*** Exercise input Section Begins ***

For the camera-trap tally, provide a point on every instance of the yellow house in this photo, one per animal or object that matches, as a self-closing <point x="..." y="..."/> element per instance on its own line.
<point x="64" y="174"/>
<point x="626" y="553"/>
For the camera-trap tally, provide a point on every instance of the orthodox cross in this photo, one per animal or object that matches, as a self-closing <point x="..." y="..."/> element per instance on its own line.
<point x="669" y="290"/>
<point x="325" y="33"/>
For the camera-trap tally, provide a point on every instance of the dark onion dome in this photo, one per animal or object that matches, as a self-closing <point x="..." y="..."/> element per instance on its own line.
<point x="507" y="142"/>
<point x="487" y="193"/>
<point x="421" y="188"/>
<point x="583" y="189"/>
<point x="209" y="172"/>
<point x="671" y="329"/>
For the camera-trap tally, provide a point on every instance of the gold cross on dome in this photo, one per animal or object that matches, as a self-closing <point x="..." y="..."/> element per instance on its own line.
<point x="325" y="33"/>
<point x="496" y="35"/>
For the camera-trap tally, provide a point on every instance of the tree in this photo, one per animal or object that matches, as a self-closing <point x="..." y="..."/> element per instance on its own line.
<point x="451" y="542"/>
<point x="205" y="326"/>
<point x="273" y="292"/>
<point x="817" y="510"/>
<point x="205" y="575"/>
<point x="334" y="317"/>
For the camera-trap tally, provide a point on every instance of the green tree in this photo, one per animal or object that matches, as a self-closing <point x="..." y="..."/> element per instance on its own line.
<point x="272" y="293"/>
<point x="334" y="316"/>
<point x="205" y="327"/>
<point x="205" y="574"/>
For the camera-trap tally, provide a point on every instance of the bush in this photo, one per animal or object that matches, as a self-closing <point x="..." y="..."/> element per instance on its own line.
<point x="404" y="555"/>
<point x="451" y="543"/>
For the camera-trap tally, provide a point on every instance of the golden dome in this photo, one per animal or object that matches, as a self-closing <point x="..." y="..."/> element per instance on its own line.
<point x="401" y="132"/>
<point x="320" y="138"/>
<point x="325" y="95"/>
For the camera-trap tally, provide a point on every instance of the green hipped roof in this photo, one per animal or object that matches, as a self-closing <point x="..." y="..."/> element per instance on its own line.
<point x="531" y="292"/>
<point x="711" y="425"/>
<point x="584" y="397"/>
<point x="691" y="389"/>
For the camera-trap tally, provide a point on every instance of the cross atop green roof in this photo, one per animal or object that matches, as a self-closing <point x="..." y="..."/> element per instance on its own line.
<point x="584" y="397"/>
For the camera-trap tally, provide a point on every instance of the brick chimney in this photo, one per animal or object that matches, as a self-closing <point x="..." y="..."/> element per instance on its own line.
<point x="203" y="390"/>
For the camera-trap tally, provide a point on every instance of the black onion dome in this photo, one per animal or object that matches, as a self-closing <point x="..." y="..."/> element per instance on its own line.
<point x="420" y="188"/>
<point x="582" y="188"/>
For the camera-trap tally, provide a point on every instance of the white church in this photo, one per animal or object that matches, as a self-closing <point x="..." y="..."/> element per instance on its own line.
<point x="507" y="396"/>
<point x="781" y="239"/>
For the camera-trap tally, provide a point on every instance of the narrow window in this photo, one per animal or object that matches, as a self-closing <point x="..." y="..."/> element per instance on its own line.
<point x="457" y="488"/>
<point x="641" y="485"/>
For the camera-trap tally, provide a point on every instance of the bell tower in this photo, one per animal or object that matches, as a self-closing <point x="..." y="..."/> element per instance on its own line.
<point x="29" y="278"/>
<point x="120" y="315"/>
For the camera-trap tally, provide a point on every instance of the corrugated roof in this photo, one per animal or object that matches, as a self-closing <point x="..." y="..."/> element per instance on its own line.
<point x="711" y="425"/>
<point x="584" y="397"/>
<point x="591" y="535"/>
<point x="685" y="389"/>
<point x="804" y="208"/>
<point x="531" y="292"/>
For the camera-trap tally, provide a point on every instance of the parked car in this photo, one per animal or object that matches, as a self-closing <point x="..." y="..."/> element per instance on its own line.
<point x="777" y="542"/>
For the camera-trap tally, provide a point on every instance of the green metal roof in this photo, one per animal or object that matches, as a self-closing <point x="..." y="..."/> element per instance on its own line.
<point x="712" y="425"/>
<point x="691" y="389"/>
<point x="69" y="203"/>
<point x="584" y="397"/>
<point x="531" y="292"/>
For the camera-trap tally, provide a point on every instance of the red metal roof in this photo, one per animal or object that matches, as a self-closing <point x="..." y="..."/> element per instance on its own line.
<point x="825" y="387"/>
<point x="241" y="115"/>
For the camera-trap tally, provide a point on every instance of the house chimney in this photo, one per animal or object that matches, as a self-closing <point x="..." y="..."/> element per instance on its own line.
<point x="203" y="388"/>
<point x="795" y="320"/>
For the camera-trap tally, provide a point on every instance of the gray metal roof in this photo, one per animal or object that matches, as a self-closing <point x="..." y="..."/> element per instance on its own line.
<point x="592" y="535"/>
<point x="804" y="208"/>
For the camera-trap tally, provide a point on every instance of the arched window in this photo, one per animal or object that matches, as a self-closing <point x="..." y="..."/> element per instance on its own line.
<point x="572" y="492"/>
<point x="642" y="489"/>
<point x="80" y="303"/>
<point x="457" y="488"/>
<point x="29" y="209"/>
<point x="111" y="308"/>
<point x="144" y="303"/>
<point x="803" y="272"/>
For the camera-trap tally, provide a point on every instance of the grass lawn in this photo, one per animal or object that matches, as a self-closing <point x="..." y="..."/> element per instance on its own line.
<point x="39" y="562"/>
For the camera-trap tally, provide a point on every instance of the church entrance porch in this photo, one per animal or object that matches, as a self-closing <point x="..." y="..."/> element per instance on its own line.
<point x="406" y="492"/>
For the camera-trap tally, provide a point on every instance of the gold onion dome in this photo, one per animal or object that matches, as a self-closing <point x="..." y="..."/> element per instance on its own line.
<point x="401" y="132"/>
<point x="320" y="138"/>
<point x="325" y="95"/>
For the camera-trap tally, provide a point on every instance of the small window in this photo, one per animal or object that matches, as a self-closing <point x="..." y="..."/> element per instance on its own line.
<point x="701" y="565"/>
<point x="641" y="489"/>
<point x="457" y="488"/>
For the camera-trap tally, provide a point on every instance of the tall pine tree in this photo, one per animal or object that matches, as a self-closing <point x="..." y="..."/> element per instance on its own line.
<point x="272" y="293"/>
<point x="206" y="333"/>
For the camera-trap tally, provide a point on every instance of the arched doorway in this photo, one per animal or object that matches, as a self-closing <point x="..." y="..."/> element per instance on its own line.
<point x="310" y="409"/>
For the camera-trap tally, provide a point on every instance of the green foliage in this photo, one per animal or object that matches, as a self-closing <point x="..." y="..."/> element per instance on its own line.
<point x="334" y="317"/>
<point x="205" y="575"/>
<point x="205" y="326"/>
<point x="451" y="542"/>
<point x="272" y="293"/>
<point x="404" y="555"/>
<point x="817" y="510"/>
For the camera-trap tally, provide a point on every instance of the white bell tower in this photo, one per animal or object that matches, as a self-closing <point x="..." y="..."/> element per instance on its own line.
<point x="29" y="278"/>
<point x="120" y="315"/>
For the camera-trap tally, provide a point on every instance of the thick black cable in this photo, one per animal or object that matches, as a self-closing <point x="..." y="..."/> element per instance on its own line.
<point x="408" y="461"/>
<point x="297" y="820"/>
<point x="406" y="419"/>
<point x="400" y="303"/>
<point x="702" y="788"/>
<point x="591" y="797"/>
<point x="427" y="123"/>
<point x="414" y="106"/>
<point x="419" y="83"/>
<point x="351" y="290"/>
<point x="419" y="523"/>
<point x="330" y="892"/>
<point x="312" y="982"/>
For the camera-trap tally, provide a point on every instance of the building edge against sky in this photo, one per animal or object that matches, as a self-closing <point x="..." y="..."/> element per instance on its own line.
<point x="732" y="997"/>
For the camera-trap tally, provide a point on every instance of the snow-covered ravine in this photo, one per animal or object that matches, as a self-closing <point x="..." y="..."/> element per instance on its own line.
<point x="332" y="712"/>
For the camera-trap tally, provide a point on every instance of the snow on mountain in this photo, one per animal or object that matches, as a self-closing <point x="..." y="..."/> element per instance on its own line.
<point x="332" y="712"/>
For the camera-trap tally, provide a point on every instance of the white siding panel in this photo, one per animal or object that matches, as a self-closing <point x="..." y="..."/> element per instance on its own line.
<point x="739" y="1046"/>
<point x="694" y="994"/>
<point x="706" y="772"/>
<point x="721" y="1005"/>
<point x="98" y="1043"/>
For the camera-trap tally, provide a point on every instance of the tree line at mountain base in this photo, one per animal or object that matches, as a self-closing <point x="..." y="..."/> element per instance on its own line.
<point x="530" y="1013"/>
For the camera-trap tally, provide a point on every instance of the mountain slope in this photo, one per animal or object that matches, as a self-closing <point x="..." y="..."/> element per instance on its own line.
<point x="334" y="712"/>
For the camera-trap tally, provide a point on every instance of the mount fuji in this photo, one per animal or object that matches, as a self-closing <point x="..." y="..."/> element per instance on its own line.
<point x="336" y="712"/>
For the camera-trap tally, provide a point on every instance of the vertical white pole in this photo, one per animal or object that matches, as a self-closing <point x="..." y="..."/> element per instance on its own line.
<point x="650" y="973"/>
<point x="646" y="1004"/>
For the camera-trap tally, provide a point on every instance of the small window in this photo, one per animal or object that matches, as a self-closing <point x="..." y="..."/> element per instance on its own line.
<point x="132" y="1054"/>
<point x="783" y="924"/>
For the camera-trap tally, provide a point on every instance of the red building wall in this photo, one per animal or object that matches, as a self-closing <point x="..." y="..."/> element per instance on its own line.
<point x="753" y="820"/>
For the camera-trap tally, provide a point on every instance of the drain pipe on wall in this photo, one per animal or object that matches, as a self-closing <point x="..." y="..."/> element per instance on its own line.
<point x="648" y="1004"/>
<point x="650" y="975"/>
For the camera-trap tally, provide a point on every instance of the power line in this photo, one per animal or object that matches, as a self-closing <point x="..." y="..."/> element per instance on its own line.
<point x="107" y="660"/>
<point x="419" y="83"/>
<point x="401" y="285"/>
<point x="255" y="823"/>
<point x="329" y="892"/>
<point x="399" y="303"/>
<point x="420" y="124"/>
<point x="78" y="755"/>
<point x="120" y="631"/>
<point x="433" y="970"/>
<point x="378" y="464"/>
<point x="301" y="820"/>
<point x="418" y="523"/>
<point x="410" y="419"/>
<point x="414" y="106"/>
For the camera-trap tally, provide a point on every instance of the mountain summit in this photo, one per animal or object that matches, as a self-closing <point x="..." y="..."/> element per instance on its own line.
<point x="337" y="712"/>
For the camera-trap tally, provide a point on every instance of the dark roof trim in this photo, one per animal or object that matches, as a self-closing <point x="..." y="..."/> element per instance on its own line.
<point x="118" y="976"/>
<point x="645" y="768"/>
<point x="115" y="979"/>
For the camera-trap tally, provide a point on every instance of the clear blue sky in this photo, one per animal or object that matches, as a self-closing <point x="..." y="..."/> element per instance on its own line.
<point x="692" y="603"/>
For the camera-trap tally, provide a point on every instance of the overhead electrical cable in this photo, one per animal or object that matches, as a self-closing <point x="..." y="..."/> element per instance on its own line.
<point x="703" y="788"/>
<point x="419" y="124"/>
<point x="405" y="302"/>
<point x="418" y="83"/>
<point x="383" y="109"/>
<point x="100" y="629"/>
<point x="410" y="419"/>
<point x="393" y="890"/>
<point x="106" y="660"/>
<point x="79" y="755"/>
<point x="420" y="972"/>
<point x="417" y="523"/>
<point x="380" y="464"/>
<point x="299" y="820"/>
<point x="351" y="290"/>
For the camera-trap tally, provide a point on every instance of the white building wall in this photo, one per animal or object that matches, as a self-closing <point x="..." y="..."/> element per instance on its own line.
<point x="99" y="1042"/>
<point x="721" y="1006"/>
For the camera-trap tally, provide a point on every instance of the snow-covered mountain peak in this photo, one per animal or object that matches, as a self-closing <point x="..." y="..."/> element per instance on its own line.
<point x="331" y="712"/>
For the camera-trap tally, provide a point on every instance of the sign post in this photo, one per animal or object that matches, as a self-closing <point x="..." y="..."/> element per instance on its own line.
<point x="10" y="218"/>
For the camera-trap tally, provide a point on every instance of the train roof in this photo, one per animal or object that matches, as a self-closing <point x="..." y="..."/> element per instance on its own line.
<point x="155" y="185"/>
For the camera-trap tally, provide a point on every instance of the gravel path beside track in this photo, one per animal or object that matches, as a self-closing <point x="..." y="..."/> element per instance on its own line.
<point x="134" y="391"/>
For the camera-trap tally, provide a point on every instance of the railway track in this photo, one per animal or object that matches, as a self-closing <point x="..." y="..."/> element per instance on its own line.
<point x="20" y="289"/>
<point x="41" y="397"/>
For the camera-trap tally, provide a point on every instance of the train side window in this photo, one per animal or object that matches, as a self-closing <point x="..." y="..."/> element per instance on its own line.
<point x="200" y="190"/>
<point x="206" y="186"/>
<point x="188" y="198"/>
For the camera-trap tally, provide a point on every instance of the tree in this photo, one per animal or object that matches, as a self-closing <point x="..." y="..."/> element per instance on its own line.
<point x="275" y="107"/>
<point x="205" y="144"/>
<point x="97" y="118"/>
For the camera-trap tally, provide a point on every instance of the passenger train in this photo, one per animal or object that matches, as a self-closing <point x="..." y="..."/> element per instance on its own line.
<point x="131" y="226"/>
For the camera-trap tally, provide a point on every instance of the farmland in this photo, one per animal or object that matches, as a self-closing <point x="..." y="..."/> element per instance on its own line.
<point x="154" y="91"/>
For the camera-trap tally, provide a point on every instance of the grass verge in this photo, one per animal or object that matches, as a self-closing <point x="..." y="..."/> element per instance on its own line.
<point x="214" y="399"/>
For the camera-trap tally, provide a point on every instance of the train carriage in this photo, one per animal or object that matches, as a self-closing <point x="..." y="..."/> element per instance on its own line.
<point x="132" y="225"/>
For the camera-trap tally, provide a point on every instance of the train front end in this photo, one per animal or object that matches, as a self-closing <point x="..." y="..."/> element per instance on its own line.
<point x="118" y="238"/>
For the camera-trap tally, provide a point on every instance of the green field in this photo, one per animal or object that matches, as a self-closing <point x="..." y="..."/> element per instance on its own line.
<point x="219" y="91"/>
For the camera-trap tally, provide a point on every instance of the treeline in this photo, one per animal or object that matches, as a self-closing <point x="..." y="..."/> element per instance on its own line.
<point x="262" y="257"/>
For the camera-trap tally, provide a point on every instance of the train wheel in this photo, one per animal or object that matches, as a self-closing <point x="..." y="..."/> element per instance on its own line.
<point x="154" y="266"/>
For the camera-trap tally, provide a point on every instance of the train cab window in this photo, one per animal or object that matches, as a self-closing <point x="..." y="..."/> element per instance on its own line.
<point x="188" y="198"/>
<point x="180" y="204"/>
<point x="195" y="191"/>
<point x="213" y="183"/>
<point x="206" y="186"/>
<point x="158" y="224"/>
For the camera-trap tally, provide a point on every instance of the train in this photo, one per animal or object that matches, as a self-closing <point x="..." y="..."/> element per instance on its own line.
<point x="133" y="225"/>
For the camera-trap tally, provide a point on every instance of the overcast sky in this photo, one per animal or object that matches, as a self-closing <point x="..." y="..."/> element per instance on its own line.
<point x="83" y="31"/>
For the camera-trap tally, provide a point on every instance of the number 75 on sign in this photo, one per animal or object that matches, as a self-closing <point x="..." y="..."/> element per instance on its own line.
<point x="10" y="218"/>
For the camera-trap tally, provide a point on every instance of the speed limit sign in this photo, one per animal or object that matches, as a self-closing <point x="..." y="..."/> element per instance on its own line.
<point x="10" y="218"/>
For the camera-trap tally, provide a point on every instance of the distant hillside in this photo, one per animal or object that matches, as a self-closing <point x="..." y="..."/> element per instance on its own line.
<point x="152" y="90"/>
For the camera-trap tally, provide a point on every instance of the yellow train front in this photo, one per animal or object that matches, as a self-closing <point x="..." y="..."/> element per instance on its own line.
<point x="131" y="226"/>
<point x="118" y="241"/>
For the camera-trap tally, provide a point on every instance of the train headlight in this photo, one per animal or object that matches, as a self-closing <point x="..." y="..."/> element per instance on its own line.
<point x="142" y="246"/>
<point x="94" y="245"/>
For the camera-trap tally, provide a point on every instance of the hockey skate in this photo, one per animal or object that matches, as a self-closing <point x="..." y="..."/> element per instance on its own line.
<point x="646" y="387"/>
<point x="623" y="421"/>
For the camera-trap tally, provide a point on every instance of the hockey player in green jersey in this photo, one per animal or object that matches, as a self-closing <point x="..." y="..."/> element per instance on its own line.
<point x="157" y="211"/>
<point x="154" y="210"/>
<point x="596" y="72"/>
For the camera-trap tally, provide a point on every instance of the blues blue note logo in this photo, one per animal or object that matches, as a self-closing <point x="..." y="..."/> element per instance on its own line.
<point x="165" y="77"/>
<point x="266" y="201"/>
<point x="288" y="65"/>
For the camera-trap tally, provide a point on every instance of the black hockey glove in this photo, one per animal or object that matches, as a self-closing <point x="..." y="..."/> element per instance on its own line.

*** Exercise input Section Ends ***

Beginning from the line that contains "the yellow train", give each line again exactly, through the final line of the records.

For the camera-trap tally, provide a point on every instance of the yellow train front in this photo, one per animal or object that matches, as a self-closing <point x="..." y="..."/> element per instance on its own line.
<point x="131" y="226"/>
<point x="118" y="241"/>
For the camera-trap tally, provide a point on every instance of the train headlight in this photo, one per animal or object that matches, as a self-closing <point x="..." y="..."/> element per instance on its own line.
<point x="142" y="246"/>
<point x="94" y="245"/>
For the camera-trap tally, provide a point on every instance of the hockey skate in this photo, one per animal or object that matches, as a self-closing <point x="..." y="..."/> element per instance on its own line.
<point x="646" y="387"/>
<point x="623" y="421"/>
For the camera-trap tally, provide a point on every instance of the hockey player in green jersey in this photo, one per animal or object that matches, as a self-closing <point x="..." y="..."/> element per instance on its own line.
<point x="157" y="211"/>
<point x="154" y="210"/>
<point x="596" y="72"/>
For the camera-trap tally, provide a point on every instance of the blues blue note logo in this photo, one per animal or object that matches, as a self-closing <point x="..." y="..."/> element per instance on its own line.
<point x="165" y="77"/>
<point x="266" y="201"/>
<point x="288" y="65"/>
For the camera-trap tally, provide a point on every instance of the black hockey glove in this photo, one per animal or object that matches, as a self-closing <point x="..." y="..."/> element per instance on its own line.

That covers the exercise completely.